Source information:
== Segment start ==

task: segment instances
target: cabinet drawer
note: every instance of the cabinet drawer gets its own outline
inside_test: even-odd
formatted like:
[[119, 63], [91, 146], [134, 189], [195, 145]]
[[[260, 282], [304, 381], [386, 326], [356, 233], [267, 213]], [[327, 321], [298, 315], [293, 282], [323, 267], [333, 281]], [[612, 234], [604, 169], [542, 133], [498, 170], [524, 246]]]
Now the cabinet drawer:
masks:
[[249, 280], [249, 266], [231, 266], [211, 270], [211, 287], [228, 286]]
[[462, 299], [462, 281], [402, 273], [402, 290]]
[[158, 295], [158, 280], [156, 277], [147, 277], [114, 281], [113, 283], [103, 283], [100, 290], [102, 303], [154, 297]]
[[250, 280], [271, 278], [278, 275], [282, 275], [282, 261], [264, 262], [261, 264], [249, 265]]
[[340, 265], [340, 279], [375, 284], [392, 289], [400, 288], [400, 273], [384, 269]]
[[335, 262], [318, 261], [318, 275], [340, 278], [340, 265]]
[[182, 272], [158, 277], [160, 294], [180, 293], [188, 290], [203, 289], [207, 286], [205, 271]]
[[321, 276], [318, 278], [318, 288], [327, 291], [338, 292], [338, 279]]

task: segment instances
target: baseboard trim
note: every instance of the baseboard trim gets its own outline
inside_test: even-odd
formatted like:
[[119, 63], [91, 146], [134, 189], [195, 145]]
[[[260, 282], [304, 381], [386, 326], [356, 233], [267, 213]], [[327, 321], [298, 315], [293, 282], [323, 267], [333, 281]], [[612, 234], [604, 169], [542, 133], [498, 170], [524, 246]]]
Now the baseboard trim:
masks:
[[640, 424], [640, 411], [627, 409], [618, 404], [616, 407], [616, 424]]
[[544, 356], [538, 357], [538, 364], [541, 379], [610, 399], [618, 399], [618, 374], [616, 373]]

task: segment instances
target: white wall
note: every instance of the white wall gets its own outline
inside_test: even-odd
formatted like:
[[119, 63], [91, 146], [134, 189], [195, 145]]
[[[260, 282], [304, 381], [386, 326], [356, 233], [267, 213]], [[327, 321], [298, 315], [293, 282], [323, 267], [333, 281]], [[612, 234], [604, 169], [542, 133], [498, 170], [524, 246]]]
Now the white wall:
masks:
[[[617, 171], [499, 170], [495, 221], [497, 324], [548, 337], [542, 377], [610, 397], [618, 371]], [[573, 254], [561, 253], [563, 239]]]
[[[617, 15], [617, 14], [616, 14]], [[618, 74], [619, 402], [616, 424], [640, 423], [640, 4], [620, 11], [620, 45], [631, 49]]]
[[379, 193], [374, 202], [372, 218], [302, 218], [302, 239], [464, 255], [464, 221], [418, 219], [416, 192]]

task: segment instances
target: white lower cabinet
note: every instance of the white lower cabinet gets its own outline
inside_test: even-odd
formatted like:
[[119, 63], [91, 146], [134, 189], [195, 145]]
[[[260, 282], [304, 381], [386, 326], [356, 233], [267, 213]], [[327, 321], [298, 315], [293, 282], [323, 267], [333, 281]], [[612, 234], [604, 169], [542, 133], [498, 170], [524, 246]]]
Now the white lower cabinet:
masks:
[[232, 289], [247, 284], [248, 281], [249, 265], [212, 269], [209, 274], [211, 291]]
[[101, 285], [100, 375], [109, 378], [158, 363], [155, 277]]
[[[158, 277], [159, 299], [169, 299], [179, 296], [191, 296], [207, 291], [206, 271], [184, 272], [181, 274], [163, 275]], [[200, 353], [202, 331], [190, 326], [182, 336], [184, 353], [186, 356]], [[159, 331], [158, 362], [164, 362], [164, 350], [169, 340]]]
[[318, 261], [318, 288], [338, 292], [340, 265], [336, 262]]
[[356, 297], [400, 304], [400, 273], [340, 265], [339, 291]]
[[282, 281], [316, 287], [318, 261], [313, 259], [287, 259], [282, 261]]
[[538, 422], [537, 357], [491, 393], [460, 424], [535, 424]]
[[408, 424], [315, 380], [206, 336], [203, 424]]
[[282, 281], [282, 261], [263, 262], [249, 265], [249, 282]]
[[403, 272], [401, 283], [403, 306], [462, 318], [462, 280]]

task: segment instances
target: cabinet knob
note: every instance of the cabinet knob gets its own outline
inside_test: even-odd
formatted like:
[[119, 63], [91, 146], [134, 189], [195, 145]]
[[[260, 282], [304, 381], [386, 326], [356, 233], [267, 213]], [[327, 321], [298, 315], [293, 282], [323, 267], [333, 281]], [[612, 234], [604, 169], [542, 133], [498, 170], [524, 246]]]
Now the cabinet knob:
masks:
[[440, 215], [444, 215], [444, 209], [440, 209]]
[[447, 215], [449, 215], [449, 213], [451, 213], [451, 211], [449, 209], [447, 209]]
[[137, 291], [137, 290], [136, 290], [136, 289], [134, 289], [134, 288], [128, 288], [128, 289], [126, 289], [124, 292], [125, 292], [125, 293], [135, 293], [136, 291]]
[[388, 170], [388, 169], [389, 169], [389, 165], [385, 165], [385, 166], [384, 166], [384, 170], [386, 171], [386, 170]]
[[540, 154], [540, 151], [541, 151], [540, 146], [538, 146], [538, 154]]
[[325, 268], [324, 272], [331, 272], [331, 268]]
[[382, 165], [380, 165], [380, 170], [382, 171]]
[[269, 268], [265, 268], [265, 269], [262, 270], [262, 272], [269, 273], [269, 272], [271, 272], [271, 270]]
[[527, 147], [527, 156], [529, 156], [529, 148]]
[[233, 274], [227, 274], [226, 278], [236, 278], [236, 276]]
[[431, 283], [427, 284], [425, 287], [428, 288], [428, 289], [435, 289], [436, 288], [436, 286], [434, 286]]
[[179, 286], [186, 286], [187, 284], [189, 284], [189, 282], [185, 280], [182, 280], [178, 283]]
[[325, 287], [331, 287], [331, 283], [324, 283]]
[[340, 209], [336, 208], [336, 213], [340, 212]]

== Segment end ==

Directions for this task: Only the lines from the beginning of the material through the line with "Now the baseboard" should appear in the answer, each copied exactly.

Answer box:
task: segment instances
target: cabinet drawer
note: every instance of the cabinet drawer gets its own outline
inside_test: even-odd
formatted like:
[[119, 63], [91, 146], [134, 189], [195, 145]]
[[[260, 282], [304, 381], [386, 326], [356, 233], [267, 213]], [[327, 321], [298, 315], [293, 282], [323, 267], [333, 281]], [[612, 234], [604, 169], [542, 133], [498, 170], [524, 246]]]
Now the cabinet drawer:
masks:
[[249, 280], [249, 266], [231, 266], [211, 270], [211, 287], [228, 286]]
[[462, 299], [462, 281], [402, 273], [402, 290]]
[[158, 295], [158, 280], [156, 277], [147, 277], [114, 281], [113, 283], [103, 283], [100, 290], [102, 303], [154, 297]]
[[250, 280], [271, 278], [278, 275], [282, 275], [282, 261], [264, 262], [261, 264], [249, 265]]
[[340, 265], [340, 279], [375, 284], [392, 289], [400, 288], [400, 273], [384, 269]]
[[335, 262], [318, 261], [318, 275], [340, 278], [340, 265]]
[[182, 272], [158, 277], [160, 294], [180, 293], [188, 290], [203, 289], [207, 286], [205, 271]]
[[321, 276], [318, 278], [318, 288], [327, 291], [338, 292], [338, 279]]

task: segment instances
target: baseboard trim
note: every instance of the baseboard trim gets its own outline
inside_test: even-odd
formatted like:
[[119, 63], [91, 146], [134, 189], [195, 145]]
[[[260, 282], [304, 381], [386, 326], [356, 233], [267, 213]], [[327, 321], [298, 315], [293, 282], [323, 267], [333, 281]], [[612, 234], [604, 169], [542, 133], [498, 170], [524, 246]]]
Now the baseboard trim:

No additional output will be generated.